Input records:

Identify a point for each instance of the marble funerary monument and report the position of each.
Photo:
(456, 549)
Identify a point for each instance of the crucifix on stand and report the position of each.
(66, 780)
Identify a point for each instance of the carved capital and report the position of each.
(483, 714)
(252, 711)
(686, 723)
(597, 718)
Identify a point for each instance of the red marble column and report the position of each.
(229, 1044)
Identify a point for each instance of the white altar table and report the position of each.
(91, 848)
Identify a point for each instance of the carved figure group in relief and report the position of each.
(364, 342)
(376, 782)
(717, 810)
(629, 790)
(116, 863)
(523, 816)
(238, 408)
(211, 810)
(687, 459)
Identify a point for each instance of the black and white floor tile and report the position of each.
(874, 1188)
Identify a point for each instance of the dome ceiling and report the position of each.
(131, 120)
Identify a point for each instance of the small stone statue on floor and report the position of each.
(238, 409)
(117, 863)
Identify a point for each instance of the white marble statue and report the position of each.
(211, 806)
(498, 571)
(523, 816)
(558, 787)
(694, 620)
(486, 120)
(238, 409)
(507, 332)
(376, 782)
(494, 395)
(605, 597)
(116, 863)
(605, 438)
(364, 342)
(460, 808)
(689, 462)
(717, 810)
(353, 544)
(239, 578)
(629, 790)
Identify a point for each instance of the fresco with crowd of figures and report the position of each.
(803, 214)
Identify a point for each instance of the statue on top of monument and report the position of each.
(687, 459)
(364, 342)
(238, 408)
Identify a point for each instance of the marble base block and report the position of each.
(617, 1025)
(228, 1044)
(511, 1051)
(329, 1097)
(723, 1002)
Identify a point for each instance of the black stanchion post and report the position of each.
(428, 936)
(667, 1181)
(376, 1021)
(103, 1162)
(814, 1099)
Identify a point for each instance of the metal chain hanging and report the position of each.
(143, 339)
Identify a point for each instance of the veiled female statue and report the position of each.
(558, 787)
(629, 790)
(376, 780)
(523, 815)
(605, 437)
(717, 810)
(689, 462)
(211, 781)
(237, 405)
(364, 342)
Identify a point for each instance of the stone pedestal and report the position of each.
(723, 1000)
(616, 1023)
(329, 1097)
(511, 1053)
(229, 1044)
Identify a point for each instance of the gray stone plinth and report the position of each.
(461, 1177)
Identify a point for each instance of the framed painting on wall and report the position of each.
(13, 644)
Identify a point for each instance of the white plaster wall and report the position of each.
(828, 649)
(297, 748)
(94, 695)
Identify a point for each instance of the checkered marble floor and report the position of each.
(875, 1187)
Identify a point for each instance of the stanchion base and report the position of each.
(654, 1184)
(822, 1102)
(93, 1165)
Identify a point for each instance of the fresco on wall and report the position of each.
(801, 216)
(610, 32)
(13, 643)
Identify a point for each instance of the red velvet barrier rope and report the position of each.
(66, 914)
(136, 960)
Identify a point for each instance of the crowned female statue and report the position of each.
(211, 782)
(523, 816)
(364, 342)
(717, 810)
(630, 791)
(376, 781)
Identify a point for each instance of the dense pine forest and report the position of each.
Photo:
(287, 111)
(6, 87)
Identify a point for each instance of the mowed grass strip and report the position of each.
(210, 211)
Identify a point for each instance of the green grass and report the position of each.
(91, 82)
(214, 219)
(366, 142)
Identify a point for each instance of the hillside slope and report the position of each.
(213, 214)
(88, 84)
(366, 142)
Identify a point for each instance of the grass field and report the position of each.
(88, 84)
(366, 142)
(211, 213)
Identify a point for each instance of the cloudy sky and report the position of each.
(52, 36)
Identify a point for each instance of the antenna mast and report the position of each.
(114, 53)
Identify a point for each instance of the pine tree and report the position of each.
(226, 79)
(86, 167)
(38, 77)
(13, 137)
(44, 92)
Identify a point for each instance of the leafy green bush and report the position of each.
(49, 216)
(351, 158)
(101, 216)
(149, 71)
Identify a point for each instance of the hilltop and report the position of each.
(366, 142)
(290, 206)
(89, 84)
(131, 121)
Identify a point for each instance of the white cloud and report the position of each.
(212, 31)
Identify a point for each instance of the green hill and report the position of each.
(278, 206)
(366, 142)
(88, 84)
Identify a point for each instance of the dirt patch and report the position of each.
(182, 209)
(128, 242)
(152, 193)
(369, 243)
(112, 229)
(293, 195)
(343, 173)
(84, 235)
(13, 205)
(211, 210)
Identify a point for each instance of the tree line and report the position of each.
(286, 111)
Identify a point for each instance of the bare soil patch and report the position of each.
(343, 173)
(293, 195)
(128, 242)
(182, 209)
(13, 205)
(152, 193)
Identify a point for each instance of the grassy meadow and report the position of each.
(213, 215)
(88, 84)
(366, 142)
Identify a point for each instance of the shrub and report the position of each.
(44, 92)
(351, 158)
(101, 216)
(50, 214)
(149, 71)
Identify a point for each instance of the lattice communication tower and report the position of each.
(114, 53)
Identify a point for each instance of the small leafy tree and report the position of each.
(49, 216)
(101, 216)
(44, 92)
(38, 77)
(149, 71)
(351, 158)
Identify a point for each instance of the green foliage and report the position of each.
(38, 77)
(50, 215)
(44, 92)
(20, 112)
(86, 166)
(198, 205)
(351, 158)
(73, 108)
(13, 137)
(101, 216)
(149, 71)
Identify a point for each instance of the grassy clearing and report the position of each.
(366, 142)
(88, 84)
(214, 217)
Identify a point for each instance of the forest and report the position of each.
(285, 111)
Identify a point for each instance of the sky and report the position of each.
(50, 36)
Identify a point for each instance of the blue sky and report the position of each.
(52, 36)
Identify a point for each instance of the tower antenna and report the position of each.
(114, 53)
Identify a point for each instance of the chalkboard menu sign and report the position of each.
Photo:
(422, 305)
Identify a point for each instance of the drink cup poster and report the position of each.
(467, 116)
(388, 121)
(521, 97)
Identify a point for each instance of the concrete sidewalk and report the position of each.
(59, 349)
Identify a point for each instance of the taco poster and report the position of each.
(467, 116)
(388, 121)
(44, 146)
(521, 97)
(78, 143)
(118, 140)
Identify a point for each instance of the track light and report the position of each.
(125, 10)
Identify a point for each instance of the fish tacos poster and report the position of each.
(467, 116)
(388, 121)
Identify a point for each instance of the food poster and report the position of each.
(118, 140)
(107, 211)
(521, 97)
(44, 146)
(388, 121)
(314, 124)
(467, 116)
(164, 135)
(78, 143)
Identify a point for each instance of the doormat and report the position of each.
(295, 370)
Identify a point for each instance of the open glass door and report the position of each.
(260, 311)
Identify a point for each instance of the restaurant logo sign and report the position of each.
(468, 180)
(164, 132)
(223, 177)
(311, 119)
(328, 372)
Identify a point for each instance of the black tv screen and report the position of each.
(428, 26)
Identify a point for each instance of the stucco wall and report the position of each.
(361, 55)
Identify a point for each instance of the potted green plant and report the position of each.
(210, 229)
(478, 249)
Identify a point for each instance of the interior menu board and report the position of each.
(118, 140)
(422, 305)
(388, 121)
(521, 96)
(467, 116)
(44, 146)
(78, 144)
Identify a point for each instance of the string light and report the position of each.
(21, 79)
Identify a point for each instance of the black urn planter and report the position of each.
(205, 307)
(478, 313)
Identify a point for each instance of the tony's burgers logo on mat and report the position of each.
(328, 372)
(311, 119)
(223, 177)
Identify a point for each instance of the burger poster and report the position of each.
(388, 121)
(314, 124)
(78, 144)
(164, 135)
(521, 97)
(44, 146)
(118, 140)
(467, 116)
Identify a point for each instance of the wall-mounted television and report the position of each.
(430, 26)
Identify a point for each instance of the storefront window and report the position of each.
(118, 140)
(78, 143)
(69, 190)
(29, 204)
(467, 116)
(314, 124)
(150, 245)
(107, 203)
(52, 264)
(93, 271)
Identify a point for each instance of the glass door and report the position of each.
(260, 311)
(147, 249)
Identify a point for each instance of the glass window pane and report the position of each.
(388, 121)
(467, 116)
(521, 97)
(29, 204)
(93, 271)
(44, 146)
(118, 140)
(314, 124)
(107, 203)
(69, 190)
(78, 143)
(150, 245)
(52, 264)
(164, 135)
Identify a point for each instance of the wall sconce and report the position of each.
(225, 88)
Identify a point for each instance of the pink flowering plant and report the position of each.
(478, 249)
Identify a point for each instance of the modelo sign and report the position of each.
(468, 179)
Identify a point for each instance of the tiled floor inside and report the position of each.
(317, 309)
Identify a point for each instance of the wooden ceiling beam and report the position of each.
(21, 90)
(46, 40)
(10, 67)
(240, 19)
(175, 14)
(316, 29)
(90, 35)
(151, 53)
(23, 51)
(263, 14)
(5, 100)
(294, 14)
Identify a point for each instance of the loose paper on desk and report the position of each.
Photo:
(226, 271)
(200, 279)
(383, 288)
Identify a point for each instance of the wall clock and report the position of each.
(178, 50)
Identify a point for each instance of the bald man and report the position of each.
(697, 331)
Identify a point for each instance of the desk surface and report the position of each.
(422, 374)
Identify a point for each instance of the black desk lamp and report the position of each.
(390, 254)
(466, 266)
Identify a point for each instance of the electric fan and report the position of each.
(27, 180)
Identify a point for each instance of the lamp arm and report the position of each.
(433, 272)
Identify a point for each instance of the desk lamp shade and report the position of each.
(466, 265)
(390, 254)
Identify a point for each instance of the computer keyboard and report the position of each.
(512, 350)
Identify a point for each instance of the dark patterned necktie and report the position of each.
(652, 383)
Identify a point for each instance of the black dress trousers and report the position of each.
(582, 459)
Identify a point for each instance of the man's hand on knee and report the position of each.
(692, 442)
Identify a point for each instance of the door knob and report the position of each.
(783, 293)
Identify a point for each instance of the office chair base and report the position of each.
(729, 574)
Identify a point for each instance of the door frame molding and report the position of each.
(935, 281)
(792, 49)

Work required:
Convert the listing from the line containing "Identify a point for each instance of the electric" through the end of the listing into a two-column CSV headed text and answer. Give one row for each line beginning "Identify a point" and put the points below it in the answer column, with each field in double quotes and any line breaks replaced by spaces.

Solution below:
text,answer
"Identify a point for each instance of the electric fan and report the position of each.","(27, 180)"
"Identify a point for each instance of the lamp arm and report the position of each.","(433, 272)"
"Identify a point for each instance of the desk lamp shade and report the position of each.","(466, 265) (390, 254)"
"Identify a point for each instance of the computer keyboard and report the position of each.","(512, 350)"
"Identify a point for each instance of the dark patterned necktie and report the position of each.","(652, 383)"
"Identify a point for each instance of the black dress trousers and report the position of each.","(582, 459)"
"Identify a point for each instance of the man's hand on knee and report the position of each.","(692, 442)"
"Identify a point for each instance of the door knob and report the position of each.","(783, 293)"
"Identify a point for each instance of the office chair base and report the position of each.","(729, 574)"
"Identify a point for each instance of the door frame molding and report the position of each.","(935, 281) (792, 49)"